PASSAGE SHOWN >>
So, to sum up, the Virginia-based punkers in Strike Anywhere have spent the past four years campaigning for the republicans. No, just kidding. "Yeah, we're the punk wing of George Bush's campaign contribution," the 30-year-old Barnett laughs. "He's always supportive. We wanted to give back to him and Cheney and Rumsfeld." Strike Anywhere actually spent the past four years touring the planet, spreading their message of peaceful resistance, and otherwise proceeding linearly towards their masterful new album, Exit English, an opus packed with rocking, socially charged anthems that raise your pulse enough to count as exercise. It's got the blast-beats of punk, the stutter-start rhythmic punches of hardcore, and an arena-rock scope of both melody and content that can incite moderates of any party to revolt.

"As well as the urgency and the catharsis and the fire of the previous records, we needed to bring something positive and a little more hopeful," Barnett says of the album. "People, especially in these times, they need something that has an apocalyptic resonance, and hardcore music, punk music's always had that, that strange doorway into other worlds of optimism and fighting injustice and kind of saving yourself from becoming the mediocre cartoon that our system wants you to be. The need for something positive and optimistic as well as something honest - at least for us, that's what the record has delivered."

PROMPT 1 >>
According to the passage about Strike Anywhere, what is the title of the band's new album?
PROMPT 2 >>
Carry on the passage about Strike Anywhere from its final sentence, keeping its tone and subject.
The records that follow have no connection to the passage about Strike Anywhere.

RAW DATA >>
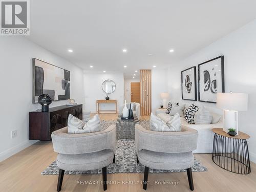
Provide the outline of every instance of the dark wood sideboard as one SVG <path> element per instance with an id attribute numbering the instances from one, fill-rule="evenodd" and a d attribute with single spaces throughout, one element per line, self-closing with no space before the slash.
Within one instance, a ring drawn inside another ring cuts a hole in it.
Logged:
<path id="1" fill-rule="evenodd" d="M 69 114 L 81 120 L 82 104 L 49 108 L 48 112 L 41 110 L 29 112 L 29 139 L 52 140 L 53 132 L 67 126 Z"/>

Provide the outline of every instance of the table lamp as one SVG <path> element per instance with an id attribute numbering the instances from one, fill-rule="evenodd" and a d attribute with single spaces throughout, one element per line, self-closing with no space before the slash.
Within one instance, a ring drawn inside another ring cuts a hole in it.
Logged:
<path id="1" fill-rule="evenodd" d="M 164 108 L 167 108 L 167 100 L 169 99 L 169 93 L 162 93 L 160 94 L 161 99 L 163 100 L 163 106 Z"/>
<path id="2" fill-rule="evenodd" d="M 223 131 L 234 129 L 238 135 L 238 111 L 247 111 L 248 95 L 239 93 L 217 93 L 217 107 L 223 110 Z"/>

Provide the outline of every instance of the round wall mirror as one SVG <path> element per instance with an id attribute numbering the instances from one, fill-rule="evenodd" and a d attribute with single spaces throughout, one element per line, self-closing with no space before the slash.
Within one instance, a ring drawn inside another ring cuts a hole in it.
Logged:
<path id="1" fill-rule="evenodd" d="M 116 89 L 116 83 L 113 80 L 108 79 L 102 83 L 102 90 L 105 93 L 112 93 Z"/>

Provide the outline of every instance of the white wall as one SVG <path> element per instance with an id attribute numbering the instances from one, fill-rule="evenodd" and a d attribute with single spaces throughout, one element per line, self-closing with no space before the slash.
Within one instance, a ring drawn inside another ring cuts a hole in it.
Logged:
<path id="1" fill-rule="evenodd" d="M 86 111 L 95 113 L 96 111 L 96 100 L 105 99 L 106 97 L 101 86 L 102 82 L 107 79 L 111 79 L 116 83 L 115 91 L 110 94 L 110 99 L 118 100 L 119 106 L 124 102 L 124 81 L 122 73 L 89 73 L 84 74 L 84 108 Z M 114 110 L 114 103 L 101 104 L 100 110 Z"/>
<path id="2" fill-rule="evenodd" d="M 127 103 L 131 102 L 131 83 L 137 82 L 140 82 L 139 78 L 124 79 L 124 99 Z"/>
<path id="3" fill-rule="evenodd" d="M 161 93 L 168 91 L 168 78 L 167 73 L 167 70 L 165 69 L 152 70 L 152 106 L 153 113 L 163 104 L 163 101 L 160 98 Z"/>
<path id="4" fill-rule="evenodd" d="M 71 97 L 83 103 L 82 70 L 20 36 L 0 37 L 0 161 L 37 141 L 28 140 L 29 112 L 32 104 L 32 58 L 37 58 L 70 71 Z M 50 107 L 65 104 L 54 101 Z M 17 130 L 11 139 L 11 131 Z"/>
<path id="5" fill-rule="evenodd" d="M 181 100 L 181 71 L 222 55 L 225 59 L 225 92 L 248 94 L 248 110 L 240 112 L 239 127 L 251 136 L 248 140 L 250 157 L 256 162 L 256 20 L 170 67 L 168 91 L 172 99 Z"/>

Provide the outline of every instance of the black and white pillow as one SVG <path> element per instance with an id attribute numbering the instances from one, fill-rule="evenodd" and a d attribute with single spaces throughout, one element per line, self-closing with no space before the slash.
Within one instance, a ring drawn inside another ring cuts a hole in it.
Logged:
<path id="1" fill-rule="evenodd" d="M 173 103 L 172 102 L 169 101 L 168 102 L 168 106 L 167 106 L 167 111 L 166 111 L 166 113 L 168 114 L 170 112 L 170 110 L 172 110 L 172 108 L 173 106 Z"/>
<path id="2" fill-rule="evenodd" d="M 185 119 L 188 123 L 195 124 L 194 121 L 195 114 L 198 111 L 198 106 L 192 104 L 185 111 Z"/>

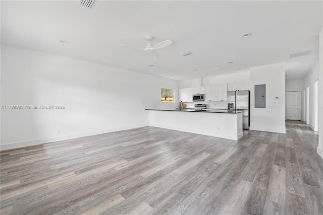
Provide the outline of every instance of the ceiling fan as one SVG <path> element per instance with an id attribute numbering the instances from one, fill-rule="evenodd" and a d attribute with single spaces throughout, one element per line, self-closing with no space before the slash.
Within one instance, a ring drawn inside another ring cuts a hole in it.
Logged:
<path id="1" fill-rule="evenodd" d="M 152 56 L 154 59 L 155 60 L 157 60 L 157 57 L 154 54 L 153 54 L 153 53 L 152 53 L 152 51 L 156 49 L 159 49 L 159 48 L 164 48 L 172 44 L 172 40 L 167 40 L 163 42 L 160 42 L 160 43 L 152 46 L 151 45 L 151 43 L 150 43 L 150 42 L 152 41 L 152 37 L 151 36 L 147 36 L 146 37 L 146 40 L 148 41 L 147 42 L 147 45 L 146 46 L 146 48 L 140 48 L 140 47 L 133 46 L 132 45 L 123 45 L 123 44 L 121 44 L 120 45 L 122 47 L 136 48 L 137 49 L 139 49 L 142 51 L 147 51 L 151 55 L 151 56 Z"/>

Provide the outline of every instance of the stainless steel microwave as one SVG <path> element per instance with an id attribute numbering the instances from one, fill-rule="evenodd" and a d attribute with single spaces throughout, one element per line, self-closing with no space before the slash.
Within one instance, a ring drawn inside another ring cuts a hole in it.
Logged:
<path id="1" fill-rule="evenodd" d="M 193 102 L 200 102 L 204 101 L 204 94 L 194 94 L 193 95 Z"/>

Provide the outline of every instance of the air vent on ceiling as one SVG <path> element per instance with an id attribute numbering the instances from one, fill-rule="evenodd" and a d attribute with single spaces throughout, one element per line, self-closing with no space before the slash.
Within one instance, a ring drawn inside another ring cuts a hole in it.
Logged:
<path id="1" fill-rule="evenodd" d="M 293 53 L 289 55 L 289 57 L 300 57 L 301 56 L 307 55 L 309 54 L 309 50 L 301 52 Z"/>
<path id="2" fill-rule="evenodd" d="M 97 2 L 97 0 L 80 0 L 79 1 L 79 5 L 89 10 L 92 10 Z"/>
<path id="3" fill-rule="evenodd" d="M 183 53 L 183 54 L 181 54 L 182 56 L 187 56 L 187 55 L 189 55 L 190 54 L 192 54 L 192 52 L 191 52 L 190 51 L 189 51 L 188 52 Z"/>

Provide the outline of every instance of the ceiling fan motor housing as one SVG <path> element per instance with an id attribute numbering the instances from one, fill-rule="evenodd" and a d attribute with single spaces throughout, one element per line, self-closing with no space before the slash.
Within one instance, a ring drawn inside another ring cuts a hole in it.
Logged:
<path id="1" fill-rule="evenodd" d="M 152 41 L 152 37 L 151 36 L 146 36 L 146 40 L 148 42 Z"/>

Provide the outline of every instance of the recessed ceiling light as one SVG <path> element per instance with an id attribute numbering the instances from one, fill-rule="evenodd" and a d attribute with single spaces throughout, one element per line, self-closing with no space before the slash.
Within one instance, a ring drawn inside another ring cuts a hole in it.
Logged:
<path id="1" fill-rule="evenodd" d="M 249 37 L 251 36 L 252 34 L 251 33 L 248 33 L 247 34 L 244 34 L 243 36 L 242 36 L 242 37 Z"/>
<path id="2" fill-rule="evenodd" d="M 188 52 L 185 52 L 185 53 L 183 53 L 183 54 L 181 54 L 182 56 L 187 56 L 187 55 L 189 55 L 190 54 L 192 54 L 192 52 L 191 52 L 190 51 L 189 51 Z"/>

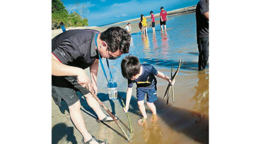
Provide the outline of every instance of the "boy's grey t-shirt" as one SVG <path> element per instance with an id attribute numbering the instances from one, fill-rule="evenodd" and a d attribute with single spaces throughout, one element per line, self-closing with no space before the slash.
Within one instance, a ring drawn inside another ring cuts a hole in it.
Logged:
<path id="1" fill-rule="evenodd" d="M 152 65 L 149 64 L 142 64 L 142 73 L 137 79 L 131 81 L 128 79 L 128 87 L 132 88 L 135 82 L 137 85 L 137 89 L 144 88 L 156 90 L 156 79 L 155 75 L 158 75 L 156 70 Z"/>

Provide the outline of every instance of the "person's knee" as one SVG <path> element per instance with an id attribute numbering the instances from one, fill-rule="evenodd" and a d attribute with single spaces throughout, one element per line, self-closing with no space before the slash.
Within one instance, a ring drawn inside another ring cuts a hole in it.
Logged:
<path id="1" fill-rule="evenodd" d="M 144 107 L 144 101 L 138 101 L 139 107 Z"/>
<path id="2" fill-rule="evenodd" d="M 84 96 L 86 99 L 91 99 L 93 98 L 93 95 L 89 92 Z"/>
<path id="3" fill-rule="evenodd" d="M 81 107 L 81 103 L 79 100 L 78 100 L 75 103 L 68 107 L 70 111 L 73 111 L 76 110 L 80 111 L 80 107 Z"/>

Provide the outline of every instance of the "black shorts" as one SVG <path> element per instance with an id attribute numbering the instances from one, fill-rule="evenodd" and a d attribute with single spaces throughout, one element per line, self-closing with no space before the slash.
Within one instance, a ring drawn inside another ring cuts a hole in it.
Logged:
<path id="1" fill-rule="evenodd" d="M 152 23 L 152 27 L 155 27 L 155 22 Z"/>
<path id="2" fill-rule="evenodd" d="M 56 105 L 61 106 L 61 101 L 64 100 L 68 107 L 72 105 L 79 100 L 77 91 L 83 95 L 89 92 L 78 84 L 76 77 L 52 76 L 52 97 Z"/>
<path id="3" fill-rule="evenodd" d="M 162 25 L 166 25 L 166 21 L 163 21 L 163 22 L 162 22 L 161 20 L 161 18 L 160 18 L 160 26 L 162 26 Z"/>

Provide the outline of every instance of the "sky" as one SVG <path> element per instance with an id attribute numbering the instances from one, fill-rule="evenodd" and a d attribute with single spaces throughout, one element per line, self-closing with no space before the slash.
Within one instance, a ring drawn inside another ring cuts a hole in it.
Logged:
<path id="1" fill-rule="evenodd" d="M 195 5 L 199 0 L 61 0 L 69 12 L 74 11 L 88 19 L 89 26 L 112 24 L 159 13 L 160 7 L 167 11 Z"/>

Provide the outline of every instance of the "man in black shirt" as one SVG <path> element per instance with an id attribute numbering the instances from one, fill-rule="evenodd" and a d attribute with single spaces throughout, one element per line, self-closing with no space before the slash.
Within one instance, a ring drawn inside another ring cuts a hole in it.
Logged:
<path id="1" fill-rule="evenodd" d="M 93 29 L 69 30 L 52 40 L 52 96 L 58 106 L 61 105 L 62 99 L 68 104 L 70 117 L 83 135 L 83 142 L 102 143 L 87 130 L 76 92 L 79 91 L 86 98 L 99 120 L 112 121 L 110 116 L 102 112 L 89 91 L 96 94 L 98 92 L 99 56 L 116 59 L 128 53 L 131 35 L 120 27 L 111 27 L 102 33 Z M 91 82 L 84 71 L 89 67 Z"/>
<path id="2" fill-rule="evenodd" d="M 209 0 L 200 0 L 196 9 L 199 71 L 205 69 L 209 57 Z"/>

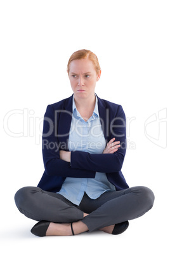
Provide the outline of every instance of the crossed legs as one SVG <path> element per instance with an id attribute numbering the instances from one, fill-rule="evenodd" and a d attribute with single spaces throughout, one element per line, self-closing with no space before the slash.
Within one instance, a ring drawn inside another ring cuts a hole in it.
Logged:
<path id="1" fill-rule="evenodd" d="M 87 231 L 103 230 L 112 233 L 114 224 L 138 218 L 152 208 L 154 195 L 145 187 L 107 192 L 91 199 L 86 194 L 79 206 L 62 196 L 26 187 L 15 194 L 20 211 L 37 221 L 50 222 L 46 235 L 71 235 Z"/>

--

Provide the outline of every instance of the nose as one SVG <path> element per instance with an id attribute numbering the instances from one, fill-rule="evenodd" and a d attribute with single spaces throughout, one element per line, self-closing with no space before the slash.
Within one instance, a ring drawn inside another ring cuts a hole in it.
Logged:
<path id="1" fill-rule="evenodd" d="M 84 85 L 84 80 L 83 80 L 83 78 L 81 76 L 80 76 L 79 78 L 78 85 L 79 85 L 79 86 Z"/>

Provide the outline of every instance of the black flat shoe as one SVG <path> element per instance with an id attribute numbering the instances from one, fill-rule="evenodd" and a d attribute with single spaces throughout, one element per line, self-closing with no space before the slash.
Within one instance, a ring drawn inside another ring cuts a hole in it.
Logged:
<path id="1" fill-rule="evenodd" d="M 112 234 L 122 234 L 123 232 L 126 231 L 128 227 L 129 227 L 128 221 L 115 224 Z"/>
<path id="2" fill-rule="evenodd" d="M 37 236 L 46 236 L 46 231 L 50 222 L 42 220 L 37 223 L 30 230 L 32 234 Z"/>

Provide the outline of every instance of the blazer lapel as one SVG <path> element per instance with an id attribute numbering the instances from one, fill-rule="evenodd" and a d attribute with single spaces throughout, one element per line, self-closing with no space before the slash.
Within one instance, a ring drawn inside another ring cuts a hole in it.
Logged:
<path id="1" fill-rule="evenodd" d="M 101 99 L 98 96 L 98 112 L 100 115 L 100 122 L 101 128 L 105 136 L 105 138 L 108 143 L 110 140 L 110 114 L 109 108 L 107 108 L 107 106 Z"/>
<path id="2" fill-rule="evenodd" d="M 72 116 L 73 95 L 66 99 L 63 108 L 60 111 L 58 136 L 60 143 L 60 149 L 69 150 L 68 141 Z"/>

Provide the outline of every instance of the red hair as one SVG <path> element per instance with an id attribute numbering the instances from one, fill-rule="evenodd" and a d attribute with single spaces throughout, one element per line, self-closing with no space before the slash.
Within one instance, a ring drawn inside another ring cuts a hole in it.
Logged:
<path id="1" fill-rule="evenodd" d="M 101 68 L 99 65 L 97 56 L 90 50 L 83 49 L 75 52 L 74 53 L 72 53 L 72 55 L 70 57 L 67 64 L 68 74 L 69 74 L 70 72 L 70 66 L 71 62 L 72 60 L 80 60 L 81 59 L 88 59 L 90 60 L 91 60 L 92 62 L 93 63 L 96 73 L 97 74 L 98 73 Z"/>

--

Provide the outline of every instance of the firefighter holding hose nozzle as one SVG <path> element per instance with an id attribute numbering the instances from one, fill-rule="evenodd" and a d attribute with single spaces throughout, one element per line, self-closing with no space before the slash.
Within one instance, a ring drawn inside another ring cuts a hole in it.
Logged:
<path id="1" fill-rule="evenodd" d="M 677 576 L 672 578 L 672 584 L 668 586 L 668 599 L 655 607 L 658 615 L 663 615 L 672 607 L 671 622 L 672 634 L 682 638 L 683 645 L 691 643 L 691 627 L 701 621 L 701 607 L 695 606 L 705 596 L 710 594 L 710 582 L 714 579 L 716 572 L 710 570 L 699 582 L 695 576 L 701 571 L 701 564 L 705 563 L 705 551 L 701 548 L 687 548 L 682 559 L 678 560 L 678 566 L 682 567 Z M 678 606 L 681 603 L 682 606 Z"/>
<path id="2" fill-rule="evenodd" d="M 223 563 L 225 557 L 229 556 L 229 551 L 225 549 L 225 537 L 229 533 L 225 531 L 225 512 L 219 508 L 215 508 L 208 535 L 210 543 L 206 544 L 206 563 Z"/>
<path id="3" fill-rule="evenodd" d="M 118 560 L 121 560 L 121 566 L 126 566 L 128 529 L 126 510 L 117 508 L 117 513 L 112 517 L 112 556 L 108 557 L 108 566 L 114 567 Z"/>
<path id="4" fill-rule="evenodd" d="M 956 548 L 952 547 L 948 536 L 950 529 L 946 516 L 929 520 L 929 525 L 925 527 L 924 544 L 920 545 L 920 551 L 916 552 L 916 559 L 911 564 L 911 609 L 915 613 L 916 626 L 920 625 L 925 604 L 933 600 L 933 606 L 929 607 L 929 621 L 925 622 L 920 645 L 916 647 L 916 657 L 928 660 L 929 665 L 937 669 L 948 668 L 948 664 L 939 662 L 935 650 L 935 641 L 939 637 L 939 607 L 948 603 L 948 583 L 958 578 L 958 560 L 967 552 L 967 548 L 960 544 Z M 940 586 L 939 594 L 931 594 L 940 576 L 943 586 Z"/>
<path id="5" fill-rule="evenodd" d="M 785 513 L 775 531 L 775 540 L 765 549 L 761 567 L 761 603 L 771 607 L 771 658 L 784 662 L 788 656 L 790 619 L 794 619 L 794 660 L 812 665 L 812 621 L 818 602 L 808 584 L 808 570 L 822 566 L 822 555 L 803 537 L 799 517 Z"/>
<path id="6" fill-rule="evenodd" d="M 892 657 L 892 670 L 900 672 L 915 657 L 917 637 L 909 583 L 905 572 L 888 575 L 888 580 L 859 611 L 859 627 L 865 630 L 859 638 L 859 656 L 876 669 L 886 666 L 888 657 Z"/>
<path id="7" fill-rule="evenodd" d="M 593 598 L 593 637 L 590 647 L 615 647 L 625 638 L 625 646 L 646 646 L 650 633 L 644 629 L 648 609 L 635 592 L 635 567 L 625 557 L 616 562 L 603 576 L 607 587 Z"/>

TASK RESULT 1 >>
Exit English.

TASK RESULT 2 >>
There's something a little precarious about trying to affect change through something like punk, which is often associated with violence and therefore dismissed. That's why it's important to note that Barnett is playing on his fans' intellect, not their emotions. "I think a lot of the violent context of punk, all of it has been more like a modified cancer on the face of what punk originally meant and how the best purveyors of it still define it," Barnett insists. "It becomes really macho and it's really senseless and cartoony. We're not really supportive of that, we don't understand it, and we don't think it has any lasting power to change people or even inspire people."

On indie powerhouse label Jade Tree, Strike Anywhere has been able to impact audiences around the globe, albeit sometimes a handful at a time. But that's the definition of grassroots, and that's what Barnett and crew are all about. So, at least for now, to hell with the major labels.

"Sometimes in our weaker moments, we're like, 'Goddamn, it'd be nice to have health insurance,'" Barnett laughs, "but we can build this band from the independent point of view. We don't need four lawyers and three managers, people that would have to call my bandmates for me."

Strike Anywhere will make a stop in the area this month with the Jade Tree United Tour, complete with booths from PETA 2 and Music For America, a non-partisan, non-profit voting registration group. "It's gonna be hopefully a comprehensive alternative culture symposium," Barnett explains.